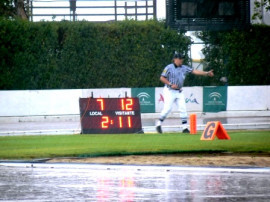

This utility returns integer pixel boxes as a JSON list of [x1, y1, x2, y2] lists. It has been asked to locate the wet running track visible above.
[[0, 162, 270, 202]]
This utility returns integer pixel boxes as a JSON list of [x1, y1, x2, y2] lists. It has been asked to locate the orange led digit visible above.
[[101, 116, 109, 128], [79, 97, 142, 134], [119, 116, 123, 128], [121, 99, 125, 110], [126, 99, 133, 110], [97, 99, 104, 111], [128, 116, 132, 128]]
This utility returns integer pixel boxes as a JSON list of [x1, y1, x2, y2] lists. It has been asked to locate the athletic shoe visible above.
[[182, 128, 190, 133], [156, 125, 162, 133]]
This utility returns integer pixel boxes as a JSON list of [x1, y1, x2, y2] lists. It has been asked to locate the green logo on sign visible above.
[[131, 88, 155, 113]]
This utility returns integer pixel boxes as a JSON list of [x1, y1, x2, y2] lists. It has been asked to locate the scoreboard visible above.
[[79, 98, 142, 134]]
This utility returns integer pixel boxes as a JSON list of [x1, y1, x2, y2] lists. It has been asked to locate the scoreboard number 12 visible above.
[[79, 98, 142, 134]]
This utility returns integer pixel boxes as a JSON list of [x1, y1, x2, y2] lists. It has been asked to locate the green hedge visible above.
[[0, 20, 191, 89], [196, 25, 270, 85], [0, 20, 270, 90]]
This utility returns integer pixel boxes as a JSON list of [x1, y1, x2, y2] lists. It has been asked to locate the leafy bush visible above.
[[196, 25, 270, 85], [0, 20, 191, 89]]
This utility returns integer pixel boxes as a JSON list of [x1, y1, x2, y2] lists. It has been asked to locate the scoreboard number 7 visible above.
[[79, 98, 142, 134]]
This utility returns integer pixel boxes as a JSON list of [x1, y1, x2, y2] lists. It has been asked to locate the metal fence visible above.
[[26, 0, 157, 22]]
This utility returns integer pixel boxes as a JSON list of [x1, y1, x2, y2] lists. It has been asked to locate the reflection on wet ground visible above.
[[0, 163, 270, 201]]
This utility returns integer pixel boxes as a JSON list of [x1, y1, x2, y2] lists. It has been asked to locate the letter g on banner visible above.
[[203, 122, 216, 139]]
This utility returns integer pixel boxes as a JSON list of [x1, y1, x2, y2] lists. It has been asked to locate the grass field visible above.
[[0, 131, 270, 159]]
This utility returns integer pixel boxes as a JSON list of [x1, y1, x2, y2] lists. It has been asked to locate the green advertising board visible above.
[[203, 86, 227, 112], [131, 88, 155, 113]]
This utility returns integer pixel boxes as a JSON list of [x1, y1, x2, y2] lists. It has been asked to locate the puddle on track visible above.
[[0, 163, 270, 201]]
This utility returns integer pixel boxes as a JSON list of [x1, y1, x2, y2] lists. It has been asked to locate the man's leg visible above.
[[176, 92, 189, 133], [156, 87, 175, 133]]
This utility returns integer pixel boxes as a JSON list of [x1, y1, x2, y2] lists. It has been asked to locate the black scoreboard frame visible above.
[[166, 0, 250, 31]]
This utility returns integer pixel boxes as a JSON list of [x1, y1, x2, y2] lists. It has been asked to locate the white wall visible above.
[[0, 88, 131, 116], [155, 87, 203, 112], [0, 86, 270, 117], [227, 86, 270, 111]]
------------------------------------------------------------------------
* _Instructions to follow_
Select each line in the entries above that contains the string "green", and copy those lines. Matching is case-sensitive.

* _The response_
This utility returns integer pixel boxes as a JSON list of [x1, y1, x2, y2] lists. It has been asked to locate the green logo on sign visible above.
This utility returns integer pixel boxes as a JSON list of [x1, y1, x2, y2] lists. It has been asked to locate the green hedge visible above.
This utility returns integer pixel boxes as a JSON list of [x1, y1, x2, y2] lists. It has been asked to locate the green advertising board visible above.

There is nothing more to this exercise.